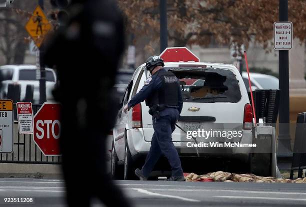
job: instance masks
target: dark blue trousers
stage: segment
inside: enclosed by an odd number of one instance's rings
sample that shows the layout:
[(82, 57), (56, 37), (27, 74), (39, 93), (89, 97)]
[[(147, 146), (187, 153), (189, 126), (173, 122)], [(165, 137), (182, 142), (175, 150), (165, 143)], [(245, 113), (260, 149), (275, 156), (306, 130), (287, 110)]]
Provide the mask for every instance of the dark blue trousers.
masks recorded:
[(172, 176), (182, 176), (180, 160), (172, 142), (172, 133), (176, 128), (174, 124), (178, 118), (178, 111), (176, 109), (167, 108), (162, 112), (162, 113), (161, 113), (159, 119), (152, 119), (154, 134), (151, 141), (150, 150), (142, 169), (142, 172), (146, 177), (148, 177), (156, 163), (164, 155), (170, 164)]

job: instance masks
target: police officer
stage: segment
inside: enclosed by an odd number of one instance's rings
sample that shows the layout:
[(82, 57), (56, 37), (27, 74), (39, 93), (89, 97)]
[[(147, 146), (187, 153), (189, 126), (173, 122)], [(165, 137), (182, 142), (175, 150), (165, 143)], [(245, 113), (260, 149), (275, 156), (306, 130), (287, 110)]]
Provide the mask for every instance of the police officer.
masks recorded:
[(154, 134), (150, 150), (142, 168), (136, 169), (135, 174), (140, 180), (146, 180), (154, 166), (164, 155), (172, 170), (172, 176), (168, 181), (184, 181), (180, 161), (171, 137), (182, 107), (182, 91), (177, 78), (172, 73), (166, 71), (164, 66), (164, 61), (158, 56), (148, 59), (146, 69), (152, 76), (146, 79), (142, 88), (124, 109), (126, 113), (126, 110), (146, 99), (150, 107), (149, 113), (152, 116)]

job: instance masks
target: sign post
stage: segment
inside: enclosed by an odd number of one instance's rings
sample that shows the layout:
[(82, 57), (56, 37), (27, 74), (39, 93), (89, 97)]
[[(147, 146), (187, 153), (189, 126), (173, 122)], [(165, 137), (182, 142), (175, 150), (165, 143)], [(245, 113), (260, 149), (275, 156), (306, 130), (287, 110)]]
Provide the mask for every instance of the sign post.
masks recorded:
[(0, 153), (13, 151), (13, 102), (0, 100)]
[[(290, 133), (289, 51), (292, 47), (292, 23), (288, 21), (288, 0), (280, 0), (280, 21), (274, 23), (274, 48), (278, 50), (280, 112), (278, 157), (292, 156)], [(277, 27), (276, 27), (277, 26)], [(278, 33), (276, 33), (278, 32)], [(288, 32), (290, 32), (290, 33)], [(287, 34), (286, 34), (287, 32)], [(291, 41), (290, 40), (291, 39)]]
[(46, 156), (60, 156), (60, 104), (44, 103), (34, 116), (34, 140)]
[(31, 102), (17, 102), (18, 130), (20, 134), (34, 133), (33, 110)]
[(274, 24), (274, 48), (276, 50), (292, 48), (292, 26), (291, 21), (276, 21)]
[[(52, 28), (52, 25), (46, 18), (44, 12), (42, 8), (44, 7), (43, 0), (40, 0), (40, 5), (38, 5), (34, 11), (31, 18), (26, 25), (26, 29), (32, 37), (34, 43), (38, 48), (40, 48), (39, 52), (40, 56), (42, 56), (44, 53), (44, 45), (42, 41), (46, 37), (46, 34)], [(40, 59), (40, 102), (42, 103), (46, 101), (46, 70), (44, 64), (42, 62), (42, 58)], [(38, 64), (36, 63), (36, 65)]]

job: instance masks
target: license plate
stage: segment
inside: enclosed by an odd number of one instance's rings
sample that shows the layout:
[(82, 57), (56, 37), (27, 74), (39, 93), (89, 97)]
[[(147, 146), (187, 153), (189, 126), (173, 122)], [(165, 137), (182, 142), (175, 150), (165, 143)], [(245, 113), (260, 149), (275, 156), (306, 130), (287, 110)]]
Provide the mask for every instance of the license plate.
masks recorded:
━━━━━━━━━━━━━━━━
» Problem details: Rewrite the stretch from the start of the material through the line containing "155), (170, 164)]", with every line in that range and its request included, and shift each coordinate in the recorded masks up by 63. Leave the picture out of your answer.

» Task output:
job: instance masks
target: dark blue trousers
stage: segment
inside: enclosed by an odd number of one instance's rings
sample that shows the layout:
[(82, 57), (56, 37), (27, 74), (39, 93), (89, 97)]
[[(147, 146), (187, 153), (189, 126), (173, 122)], [(165, 137), (182, 142), (175, 150), (165, 143)], [(245, 113), (260, 149), (275, 156), (306, 130), (287, 110)]]
Provide the mask for every instance of the dark blue trousers.
masks recorded:
[(235, 239), (245, 239), (243, 223), (235, 205), (235, 196), (239, 191), (237, 187), (241, 181), (241, 174), (239, 172), (230, 171), (225, 175), (225, 176), (224, 176), (222, 182), (215, 182), (217, 197), (214, 204), (213, 213), (205, 232), (205, 235), (209, 240), (211, 240), (219, 226), (227, 218), (233, 227)]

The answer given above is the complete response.